◆ WHAT IS BEING ASKED ◆
How many lines below include the string "face"? State the number alone.

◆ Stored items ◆
-.-.-
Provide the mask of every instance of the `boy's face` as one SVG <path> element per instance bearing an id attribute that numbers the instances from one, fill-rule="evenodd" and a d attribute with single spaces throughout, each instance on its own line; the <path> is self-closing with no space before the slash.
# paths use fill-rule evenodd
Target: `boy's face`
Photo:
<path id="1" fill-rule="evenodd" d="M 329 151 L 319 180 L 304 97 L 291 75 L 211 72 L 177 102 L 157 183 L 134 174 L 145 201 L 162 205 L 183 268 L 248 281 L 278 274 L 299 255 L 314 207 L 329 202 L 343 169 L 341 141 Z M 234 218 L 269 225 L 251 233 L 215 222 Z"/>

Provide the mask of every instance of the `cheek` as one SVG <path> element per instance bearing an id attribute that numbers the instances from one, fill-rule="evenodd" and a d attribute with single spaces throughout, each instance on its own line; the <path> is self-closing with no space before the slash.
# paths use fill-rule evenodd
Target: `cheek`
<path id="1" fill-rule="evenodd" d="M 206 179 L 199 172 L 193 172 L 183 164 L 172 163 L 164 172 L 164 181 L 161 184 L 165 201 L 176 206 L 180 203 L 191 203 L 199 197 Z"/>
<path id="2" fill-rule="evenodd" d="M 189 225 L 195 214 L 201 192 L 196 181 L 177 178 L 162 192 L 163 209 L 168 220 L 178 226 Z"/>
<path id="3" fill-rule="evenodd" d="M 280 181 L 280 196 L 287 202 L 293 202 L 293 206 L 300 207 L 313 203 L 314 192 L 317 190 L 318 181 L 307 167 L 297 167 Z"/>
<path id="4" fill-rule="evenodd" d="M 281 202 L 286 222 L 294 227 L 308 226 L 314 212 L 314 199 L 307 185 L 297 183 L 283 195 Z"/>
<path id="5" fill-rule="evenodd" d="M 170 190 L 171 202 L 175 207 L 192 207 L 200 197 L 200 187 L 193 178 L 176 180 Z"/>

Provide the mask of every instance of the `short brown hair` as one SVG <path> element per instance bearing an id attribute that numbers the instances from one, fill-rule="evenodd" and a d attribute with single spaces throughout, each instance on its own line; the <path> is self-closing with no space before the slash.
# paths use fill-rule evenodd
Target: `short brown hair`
-.-.-
◆ YOUR SOLUTION ◆
2